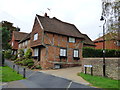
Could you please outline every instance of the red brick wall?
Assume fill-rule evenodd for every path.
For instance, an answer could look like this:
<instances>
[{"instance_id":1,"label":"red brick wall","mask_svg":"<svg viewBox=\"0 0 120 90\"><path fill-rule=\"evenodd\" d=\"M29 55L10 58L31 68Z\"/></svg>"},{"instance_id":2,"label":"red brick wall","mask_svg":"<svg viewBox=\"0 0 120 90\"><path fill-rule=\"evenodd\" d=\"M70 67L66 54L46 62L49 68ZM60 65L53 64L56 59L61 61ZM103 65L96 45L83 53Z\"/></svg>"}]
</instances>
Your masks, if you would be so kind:
<instances>
[{"instance_id":1,"label":"red brick wall","mask_svg":"<svg viewBox=\"0 0 120 90\"><path fill-rule=\"evenodd\" d=\"M103 49L103 42L96 42L95 45L96 49ZM105 41L105 49L120 49L120 46L117 46L114 40Z\"/></svg>"},{"instance_id":2,"label":"red brick wall","mask_svg":"<svg viewBox=\"0 0 120 90\"><path fill-rule=\"evenodd\" d=\"M81 39L76 39L76 43L69 43L67 36L53 33L44 33L44 45L46 48L41 49L41 66L43 68L53 68L55 63L62 67L81 65L82 46ZM60 59L60 48L67 49L67 58ZM79 49L79 60L73 58L73 50Z\"/></svg>"}]
</instances>

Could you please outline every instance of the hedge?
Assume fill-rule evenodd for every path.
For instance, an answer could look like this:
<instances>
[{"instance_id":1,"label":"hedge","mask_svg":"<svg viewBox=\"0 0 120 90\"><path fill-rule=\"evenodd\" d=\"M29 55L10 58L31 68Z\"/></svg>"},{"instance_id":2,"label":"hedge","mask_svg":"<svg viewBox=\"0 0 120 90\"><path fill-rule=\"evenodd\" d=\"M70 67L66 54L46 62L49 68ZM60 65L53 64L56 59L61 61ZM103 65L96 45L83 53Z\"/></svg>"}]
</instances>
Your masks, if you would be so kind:
<instances>
[{"instance_id":1,"label":"hedge","mask_svg":"<svg viewBox=\"0 0 120 90\"><path fill-rule=\"evenodd\" d=\"M103 57L102 49L83 47L83 57ZM105 57L120 57L120 50L105 49Z\"/></svg>"}]
</instances>

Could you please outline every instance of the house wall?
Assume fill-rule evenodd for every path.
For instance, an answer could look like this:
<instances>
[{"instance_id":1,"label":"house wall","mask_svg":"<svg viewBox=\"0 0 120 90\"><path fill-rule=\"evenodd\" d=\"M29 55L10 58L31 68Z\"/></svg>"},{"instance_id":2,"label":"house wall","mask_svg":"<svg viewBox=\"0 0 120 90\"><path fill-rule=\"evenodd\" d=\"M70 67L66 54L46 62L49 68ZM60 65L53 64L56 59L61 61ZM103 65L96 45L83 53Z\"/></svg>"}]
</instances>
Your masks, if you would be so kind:
<instances>
[{"instance_id":1,"label":"house wall","mask_svg":"<svg viewBox=\"0 0 120 90\"><path fill-rule=\"evenodd\" d=\"M120 80L119 77L119 58L105 58L106 76L112 79ZM83 58L82 71L85 71L83 65L93 66L93 75L103 76L103 58ZM87 74L91 74L90 67L87 68Z\"/></svg>"},{"instance_id":2,"label":"house wall","mask_svg":"<svg viewBox=\"0 0 120 90\"><path fill-rule=\"evenodd\" d=\"M103 49L103 42L95 42L96 49ZM120 46L116 45L116 41L105 41L105 49L120 49Z\"/></svg>"},{"instance_id":3,"label":"house wall","mask_svg":"<svg viewBox=\"0 0 120 90\"><path fill-rule=\"evenodd\" d=\"M68 37L53 33L44 33L44 46L41 49L42 68L53 68L54 64L61 64L62 67L81 65L82 60L82 39L76 38L76 43L69 43ZM67 58L60 58L60 48L67 49ZM79 49L79 60L73 58L73 50Z\"/></svg>"}]
</instances>

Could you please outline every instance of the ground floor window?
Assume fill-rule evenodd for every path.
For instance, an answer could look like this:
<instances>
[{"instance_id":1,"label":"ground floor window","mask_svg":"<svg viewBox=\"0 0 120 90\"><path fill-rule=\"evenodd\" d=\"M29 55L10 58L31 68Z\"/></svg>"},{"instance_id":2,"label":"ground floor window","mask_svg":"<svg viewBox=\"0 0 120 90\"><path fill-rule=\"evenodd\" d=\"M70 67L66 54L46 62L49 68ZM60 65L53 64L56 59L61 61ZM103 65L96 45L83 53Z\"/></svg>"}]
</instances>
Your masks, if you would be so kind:
<instances>
[{"instance_id":1,"label":"ground floor window","mask_svg":"<svg viewBox=\"0 0 120 90\"><path fill-rule=\"evenodd\" d=\"M34 49L34 56L38 56L38 48Z\"/></svg>"},{"instance_id":2,"label":"ground floor window","mask_svg":"<svg viewBox=\"0 0 120 90\"><path fill-rule=\"evenodd\" d=\"M78 49L74 49L74 51L73 51L73 57L75 57L75 58L79 57L79 50Z\"/></svg>"},{"instance_id":3,"label":"ground floor window","mask_svg":"<svg viewBox=\"0 0 120 90\"><path fill-rule=\"evenodd\" d=\"M61 49L60 49L60 56L67 56L67 50L61 48Z\"/></svg>"}]
</instances>

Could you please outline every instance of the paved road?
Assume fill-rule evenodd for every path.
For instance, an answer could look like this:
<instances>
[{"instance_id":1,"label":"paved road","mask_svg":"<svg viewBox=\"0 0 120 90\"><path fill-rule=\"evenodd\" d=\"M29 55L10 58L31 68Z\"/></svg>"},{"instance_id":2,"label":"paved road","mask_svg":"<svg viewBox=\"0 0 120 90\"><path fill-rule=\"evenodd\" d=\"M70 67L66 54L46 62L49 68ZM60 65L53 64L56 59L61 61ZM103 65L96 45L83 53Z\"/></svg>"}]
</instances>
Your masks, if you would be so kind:
<instances>
[{"instance_id":1,"label":"paved road","mask_svg":"<svg viewBox=\"0 0 120 90\"><path fill-rule=\"evenodd\" d=\"M12 67L13 63L6 60L6 64ZM17 66L16 66L17 67ZM22 74L22 67L20 67ZM27 79L9 82L3 88L92 88L83 84L72 82L71 80L45 74L43 72L31 71L27 69Z\"/></svg>"}]
</instances>

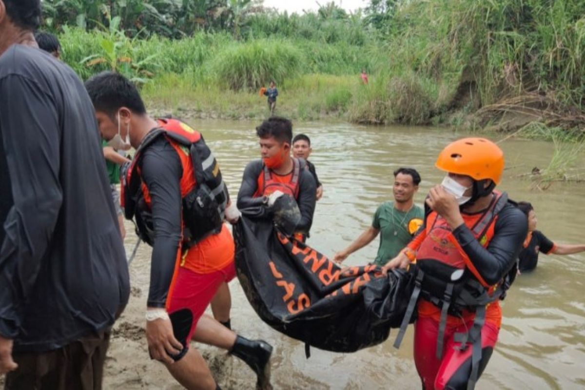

□ □ □ □

Reproduce every row above character for character, and leave the pictures out.

Could you please outline every instance of the red brick wall?
Assume fill-rule evenodd for every path.
For instance, an answer could look like this:
<instances>
[{"instance_id":1,"label":"red brick wall","mask_svg":"<svg viewBox=\"0 0 120 90\"><path fill-rule=\"evenodd\" d=\"M29 55L10 58L31 68Z\"/></svg>"},{"instance_id":2,"label":"red brick wall","mask_svg":"<svg viewBox=\"0 0 120 90\"><path fill-rule=\"evenodd\" d=\"M70 67L66 54L46 62L49 68ZM60 65L53 64L56 59L61 61ZM103 65L96 45L83 53Z\"/></svg>"}]
</instances>
Your masks, if you would be so kind:
<instances>
[{"instance_id":1,"label":"red brick wall","mask_svg":"<svg viewBox=\"0 0 120 90\"><path fill-rule=\"evenodd\" d=\"M103 49L103 42L96 42L95 45L96 49ZM105 41L105 49L120 49L120 46L117 46L114 40Z\"/></svg>"},{"instance_id":2,"label":"red brick wall","mask_svg":"<svg viewBox=\"0 0 120 90\"><path fill-rule=\"evenodd\" d=\"M81 39L76 39L76 43L69 43L67 36L53 33L44 33L44 45L46 48L41 49L41 66L43 68L53 68L55 63L62 67L81 65L82 46ZM60 59L60 48L67 49L67 58ZM79 49L79 60L73 58L73 50Z\"/></svg>"}]
</instances>

Could you please outline every instance of the hedge?
Assume fill-rule evenodd for every path.
For instance, an answer could look like this:
<instances>
[{"instance_id":1,"label":"hedge","mask_svg":"<svg viewBox=\"0 0 120 90\"><path fill-rule=\"evenodd\" d=\"M29 55L10 58L31 68Z\"/></svg>"},{"instance_id":2,"label":"hedge","mask_svg":"<svg viewBox=\"0 0 120 90\"><path fill-rule=\"evenodd\" d=\"M70 67L66 54L46 62L49 68ZM60 65L53 64L56 59L61 61ZM103 65L96 45L83 53Z\"/></svg>"}]
</instances>
Your masks, if you would be so kind:
<instances>
[{"instance_id":1,"label":"hedge","mask_svg":"<svg viewBox=\"0 0 120 90\"><path fill-rule=\"evenodd\" d=\"M103 57L102 49L83 47L83 57ZM105 57L120 57L120 50L105 49Z\"/></svg>"}]
</instances>

Could you please outline every instance of the house wall?
Assume fill-rule evenodd for every path.
For instance, an answer could look like this:
<instances>
[{"instance_id":1,"label":"house wall","mask_svg":"<svg viewBox=\"0 0 120 90\"><path fill-rule=\"evenodd\" d=\"M29 55L10 58L31 68Z\"/></svg>"},{"instance_id":2,"label":"house wall","mask_svg":"<svg viewBox=\"0 0 120 90\"><path fill-rule=\"evenodd\" d=\"M70 67L66 54L46 62L49 68ZM60 65L53 64L56 59L61 61ZM103 65L96 45L83 53Z\"/></svg>"}]
</instances>
Your masks, if you would be so kind:
<instances>
[{"instance_id":1,"label":"house wall","mask_svg":"<svg viewBox=\"0 0 120 90\"><path fill-rule=\"evenodd\" d=\"M120 80L119 77L119 58L105 58L106 76L112 79ZM83 58L82 71L85 71L83 65L93 66L93 75L103 76L103 58ZM87 74L91 74L90 67L87 68Z\"/></svg>"},{"instance_id":2,"label":"house wall","mask_svg":"<svg viewBox=\"0 0 120 90\"><path fill-rule=\"evenodd\" d=\"M103 49L103 42L95 42L96 49ZM120 46L116 45L116 41L105 41L105 49L120 49Z\"/></svg>"},{"instance_id":3,"label":"house wall","mask_svg":"<svg viewBox=\"0 0 120 90\"><path fill-rule=\"evenodd\" d=\"M68 37L53 33L44 33L44 46L41 49L42 68L53 68L54 64L61 64L62 67L81 65L82 60L82 39L76 38L76 43L69 43ZM67 58L60 58L60 48L67 49ZM79 49L79 60L73 58L73 50Z\"/></svg>"}]
</instances>

Could you please outline every instance of the ground floor window?
Assume fill-rule evenodd for every path.
For instance, an answer could look like this:
<instances>
[{"instance_id":1,"label":"ground floor window","mask_svg":"<svg viewBox=\"0 0 120 90\"><path fill-rule=\"evenodd\" d=\"M29 55L10 58L31 68Z\"/></svg>"},{"instance_id":2,"label":"ground floor window","mask_svg":"<svg viewBox=\"0 0 120 90\"><path fill-rule=\"evenodd\" d=\"M70 67L66 54L46 62L49 68ZM60 65L53 64L56 59L61 61ZM103 65L96 45L83 53Z\"/></svg>"}]
</instances>
Your masks, if you would be so kind:
<instances>
[{"instance_id":1,"label":"ground floor window","mask_svg":"<svg viewBox=\"0 0 120 90\"><path fill-rule=\"evenodd\" d=\"M34 49L34 56L38 56L38 48Z\"/></svg>"},{"instance_id":2,"label":"ground floor window","mask_svg":"<svg viewBox=\"0 0 120 90\"><path fill-rule=\"evenodd\" d=\"M78 49L74 49L74 51L73 51L73 57L75 57L75 58L79 57L79 50Z\"/></svg>"},{"instance_id":3,"label":"ground floor window","mask_svg":"<svg viewBox=\"0 0 120 90\"><path fill-rule=\"evenodd\" d=\"M61 49L60 49L60 56L67 56L67 50L61 48Z\"/></svg>"}]
</instances>

Could you please outline every instance of the paved road?
Assume fill-rule evenodd for every path.
For instance, an answer could look like this:
<instances>
[{"instance_id":1,"label":"paved road","mask_svg":"<svg viewBox=\"0 0 120 90\"><path fill-rule=\"evenodd\" d=\"M29 55L10 58L31 68Z\"/></svg>"},{"instance_id":2,"label":"paved road","mask_svg":"<svg viewBox=\"0 0 120 90\"><path fill-rule=\"evenodd\" d=\"M70 67L66 54L46 62L49 68ZM60 65L53 64L56 59L61 61ZM103 65L96 45L83 53Z\"/></svg>"}]
</instances>
Your masks, if you would be so kind:
<instances>
[{"instance_id":1,"label":"paved road","mask_svg":"<svg viewBox=\"0 0 120 90\"><path fill-rule=\"evenodd\" d=\"M12 67L13 63L6 60L6 64ZM17 66L16 66L17 67ZM22 74L22 67L20 67ZM27 79L9 82L3 88L92 88L83 84L72 82L71 80L45 74L43 72L31 71L27 69Z\"/></svg>"}]
</instances>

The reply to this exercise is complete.